[Region pointing data]

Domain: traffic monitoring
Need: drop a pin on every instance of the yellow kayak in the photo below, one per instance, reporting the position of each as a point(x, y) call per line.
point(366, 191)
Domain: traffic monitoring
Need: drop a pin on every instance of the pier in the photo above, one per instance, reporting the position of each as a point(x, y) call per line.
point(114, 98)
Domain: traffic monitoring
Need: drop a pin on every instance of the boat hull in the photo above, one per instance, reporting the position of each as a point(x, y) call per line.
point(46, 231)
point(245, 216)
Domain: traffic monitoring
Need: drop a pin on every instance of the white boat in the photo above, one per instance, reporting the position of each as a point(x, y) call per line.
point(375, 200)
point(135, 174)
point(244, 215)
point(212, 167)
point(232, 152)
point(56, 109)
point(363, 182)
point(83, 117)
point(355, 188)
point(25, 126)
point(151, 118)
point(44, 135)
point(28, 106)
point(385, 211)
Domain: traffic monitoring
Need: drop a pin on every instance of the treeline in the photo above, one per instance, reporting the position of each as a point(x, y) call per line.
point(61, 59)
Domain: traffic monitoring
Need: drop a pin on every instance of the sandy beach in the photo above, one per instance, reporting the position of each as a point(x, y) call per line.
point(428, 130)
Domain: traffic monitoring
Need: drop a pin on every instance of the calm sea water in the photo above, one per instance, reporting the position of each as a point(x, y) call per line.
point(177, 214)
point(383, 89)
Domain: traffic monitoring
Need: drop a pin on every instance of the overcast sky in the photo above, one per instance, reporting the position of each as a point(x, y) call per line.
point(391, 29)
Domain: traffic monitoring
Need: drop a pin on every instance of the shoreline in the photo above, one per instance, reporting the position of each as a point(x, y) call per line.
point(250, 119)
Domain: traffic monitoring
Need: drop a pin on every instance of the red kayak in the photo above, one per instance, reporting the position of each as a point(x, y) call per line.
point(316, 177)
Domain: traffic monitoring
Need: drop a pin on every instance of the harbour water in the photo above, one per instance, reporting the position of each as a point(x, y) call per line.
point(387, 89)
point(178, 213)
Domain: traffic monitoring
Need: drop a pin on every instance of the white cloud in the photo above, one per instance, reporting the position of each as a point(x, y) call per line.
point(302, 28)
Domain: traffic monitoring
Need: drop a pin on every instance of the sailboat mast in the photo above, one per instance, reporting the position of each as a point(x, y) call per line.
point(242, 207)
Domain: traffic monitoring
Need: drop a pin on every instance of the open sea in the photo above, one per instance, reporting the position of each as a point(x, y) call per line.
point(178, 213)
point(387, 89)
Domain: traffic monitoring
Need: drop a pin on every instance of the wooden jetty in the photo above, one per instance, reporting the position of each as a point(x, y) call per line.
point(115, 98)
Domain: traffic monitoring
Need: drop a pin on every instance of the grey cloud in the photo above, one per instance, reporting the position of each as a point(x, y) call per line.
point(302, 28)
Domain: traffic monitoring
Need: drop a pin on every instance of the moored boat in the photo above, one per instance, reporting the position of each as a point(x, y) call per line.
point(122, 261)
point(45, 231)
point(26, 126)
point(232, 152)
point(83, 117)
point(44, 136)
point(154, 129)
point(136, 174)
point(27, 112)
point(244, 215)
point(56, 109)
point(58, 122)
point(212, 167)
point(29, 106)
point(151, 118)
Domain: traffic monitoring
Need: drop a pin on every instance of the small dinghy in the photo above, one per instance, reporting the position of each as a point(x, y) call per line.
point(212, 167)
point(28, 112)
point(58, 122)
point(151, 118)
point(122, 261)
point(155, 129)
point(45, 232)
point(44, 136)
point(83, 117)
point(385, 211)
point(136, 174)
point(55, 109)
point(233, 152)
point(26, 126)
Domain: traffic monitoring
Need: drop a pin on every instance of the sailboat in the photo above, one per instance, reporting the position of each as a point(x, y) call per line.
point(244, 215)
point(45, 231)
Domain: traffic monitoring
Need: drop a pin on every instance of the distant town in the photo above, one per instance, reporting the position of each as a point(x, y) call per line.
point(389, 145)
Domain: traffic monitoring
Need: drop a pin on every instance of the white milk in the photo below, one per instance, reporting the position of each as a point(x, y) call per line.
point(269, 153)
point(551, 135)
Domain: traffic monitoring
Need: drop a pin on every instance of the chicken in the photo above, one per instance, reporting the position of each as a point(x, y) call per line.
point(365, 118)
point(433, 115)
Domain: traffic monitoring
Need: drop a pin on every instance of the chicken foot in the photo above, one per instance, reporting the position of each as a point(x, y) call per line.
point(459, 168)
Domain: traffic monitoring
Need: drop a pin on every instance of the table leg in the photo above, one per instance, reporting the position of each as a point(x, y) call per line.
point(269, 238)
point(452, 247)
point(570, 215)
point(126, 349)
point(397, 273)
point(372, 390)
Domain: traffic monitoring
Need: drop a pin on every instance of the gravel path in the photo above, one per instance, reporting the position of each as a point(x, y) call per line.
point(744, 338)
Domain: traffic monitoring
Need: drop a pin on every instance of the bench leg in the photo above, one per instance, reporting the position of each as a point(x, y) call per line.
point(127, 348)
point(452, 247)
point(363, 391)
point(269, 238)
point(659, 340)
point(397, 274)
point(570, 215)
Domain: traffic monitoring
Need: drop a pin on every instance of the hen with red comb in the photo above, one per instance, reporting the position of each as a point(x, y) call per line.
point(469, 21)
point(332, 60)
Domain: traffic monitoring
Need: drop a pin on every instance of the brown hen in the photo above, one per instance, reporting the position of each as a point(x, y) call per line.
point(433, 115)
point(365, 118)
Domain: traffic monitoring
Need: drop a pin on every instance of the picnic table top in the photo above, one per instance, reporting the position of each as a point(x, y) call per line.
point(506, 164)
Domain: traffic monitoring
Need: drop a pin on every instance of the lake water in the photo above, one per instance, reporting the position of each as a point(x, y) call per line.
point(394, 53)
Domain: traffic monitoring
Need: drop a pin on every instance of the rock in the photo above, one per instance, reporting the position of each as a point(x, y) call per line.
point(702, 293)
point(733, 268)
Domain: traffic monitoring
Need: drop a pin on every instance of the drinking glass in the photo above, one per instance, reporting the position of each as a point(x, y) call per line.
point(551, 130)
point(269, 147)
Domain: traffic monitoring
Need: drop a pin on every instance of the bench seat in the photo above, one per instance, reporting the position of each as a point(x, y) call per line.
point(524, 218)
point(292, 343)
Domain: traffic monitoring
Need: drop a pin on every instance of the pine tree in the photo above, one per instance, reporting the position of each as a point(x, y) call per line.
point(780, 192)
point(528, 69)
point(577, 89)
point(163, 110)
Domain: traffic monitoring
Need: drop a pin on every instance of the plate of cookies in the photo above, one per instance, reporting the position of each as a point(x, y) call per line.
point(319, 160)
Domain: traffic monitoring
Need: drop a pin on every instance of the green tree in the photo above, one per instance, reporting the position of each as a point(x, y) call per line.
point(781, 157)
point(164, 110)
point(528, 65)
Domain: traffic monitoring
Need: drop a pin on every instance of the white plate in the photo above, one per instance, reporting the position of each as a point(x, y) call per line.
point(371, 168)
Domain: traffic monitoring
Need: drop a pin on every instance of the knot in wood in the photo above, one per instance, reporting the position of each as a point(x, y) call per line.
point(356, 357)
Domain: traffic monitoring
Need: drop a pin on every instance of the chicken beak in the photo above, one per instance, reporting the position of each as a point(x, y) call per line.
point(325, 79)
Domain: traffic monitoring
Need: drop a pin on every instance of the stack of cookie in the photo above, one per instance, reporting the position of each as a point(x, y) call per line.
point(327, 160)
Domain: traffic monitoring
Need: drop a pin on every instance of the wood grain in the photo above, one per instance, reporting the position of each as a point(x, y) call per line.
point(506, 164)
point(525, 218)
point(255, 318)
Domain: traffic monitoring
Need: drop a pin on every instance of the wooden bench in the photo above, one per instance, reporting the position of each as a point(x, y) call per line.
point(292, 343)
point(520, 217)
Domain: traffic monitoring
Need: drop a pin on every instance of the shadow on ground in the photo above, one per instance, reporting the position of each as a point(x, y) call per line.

## Task goal
Repeat, without change, each line of the data above from the one that contains "Need: drop a pin on every instance of the plate" through the final line, counting both.

## Reply to the exercise
Need: drop a pin on every instance of the plate of cookies in the photo above, one per instance, reporting the position of each as a point(x, y) call per line.
point(319, 160)
Domain: traffic monitoring
Need: drop a pin on every instance of the green tree in the photo above, one per instance, reporting the position of each as a point(x, y) call per line.
point(781, 157)
point(164, 110)
point(528, 65)
Domain: traffic monitoring
Need: drop a pin on every instance of the white plate in the photo above, one per instance, reporting the position of each as a point(x, y) call per line.
point(371, 168)
Domain: traffic monitoring
Need: drop a pin on every instance of the knot in wood in the photo above, one per instance, reporting the position of each as a point(x, y) call per line.
point(356, 357)
Domain: traffic monitoring
Need: drop a pin on every instance of the chicken beak in the photo above, one per instance, reporting the position of each as a point(x, y) call per line.
point(325, 79)
Domain: traffic monitoring
Need: drop a pin on every instance of the stack of cookie in the photo above, one per instance, reporting the position of each as a point(x, y) call per line.
point(327, 160)
Domain: traffic monitoring
Need: drop a pin on every instance of the wood grain in the photo above, one per instance, reporting the position of each as a point(x, y) call per line.
point(506, 164)
point(525, 218)
point(255, 318)
Domain: traffic monitoring
Need: drop a pin on every instance of the wooden bench in the photo above, one per instance, reporting the position of each as a point(x, y) call per line.
point(292, 343)
point(520, 217)
Domain: traffic monitoring
Need: drop a pin on every instance of the shadow on ground in the photo above, one per instance, reporting the position of each as a point(x, y) call per line.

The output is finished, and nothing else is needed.